-- PROBLEM --
Quote the listing below in full and exactly as written, but omit every picture.

-- Labeled region records --
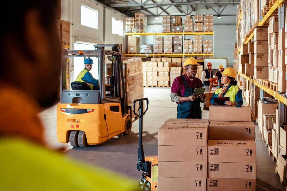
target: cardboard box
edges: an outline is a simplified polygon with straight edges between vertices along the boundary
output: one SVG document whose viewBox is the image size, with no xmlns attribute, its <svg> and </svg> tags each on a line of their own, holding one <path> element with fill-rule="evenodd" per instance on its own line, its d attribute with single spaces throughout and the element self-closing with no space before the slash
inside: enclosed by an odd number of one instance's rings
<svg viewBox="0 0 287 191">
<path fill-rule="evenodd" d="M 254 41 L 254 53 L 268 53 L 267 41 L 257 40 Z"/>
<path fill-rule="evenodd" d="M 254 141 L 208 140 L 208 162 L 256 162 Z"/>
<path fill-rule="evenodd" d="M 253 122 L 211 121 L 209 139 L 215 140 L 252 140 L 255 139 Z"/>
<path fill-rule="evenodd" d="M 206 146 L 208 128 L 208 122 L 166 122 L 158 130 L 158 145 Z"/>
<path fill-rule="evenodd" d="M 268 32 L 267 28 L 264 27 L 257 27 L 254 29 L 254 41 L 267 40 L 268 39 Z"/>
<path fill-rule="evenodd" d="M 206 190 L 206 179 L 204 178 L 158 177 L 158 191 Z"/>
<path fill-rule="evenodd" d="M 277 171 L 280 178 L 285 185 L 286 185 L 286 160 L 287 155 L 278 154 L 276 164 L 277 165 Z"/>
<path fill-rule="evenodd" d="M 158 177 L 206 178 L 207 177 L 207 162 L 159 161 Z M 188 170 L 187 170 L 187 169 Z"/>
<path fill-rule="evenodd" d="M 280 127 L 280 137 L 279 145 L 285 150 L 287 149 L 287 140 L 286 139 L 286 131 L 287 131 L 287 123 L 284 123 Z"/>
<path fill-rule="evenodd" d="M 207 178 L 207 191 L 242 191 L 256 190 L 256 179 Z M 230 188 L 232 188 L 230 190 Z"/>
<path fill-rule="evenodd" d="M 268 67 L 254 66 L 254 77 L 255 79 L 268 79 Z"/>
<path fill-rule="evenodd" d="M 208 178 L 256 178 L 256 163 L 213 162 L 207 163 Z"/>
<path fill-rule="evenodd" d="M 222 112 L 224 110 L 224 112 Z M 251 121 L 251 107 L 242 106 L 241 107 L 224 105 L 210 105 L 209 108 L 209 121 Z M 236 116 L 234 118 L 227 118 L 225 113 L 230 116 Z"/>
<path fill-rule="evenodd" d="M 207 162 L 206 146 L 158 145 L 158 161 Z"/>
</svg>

-- RIGHT ANSWER --
target: cardboard box
edges: an outline is a simplified polygon with straight edges between vertices along the boundary
output: one SVG document whose viewBox is the image size, with no xmlns attribute, its <svg> and </svg> tags each on a line of their own, holding one <path> element with fill-rule="evenodd" per instance on its own line, its d attribute with single spaces throughout and the element self-closing with no space before the slash
inside: enclosed by an odd number of one instance's rings
<svg viewBox="0 0 287 191">
<path fill-rule="evenodd" d="M 254 41 L 254 53 L 268 53 L 267 41 L 257 40 Z"/>
<path fill-rule="evenodd" d="M 254 141 L 208 140 L 208 162 L 256 162 Z"/>
<path fill-rule="evenodd" d="M 253 122 L 211 121 L 209 139 L 215 140 L 252 140 L 255 139 Z"/>
<path fill-rule="evenodd" d="M 206 146 L 208 128 L 208 122 L 166 122 L 158 130 L 158 145 Z"/>
<path fill-rule="evenodd" d="M 268 32 L 267 28 L 264 27 L 257 27 L 254 29 L 254 41 L 267 40 L 268 39 Z"/>
<path fill-rule="evenodd" d="M 206 190 L 206 179 L 204 178 L 158 177 L 158 191 Z"/>
<path fill-rule="evenodd" d="M 277 171 L 280 178 L 285 185 L 286 185 L 286 160 L 287 155 L 278 154 L 276 164 L 277 165 Z"/>
<path fill-rule="evenodd" d="M 158 177 L 206 178 L 207 177 L 207 162 L 159 161 Z M 188 170 L 187 170 L 187 169 Z"/>
<path fill-rule="evenodd" d="M 280 127 L 280 137 L 279 145 L 285 150 L 287 149 L 287 140 L 286 139 L 286 131 L 287 131 L 287 123 L 284 123 Z"/>
<path fill-rule="evenodd" d="M 207 178 L 207 191 L 242 191 L 256 190 L 256 179 Z M 230 188 L 232 188 L 230 190 Z"/>
<path fill-rule="evenodd" d="M 268 67 L 254 66 L 254 77 L 255 79 L 268 79 Z"/>
<path fill-rule="evenodd" d="M 208 178 L 256 178 L 256 163 L 213 162 L 207 163 Z"/>
<path fill-rule="evenodd" d="M 222 112 L 224 110 L 224 112 Z M 251 121 L 251 107 L 242 106 L 241 107 L 224 105 L 210 105 L 209 108 L 209 121 Z M 236 116 L 234 118 L 227 118 L 225 113 L 230 116 Z"/>
<path fill-rule="evenodd" d="M 207 162 L 206 146 L 158 145 L 158 161 Z"/>
</svg>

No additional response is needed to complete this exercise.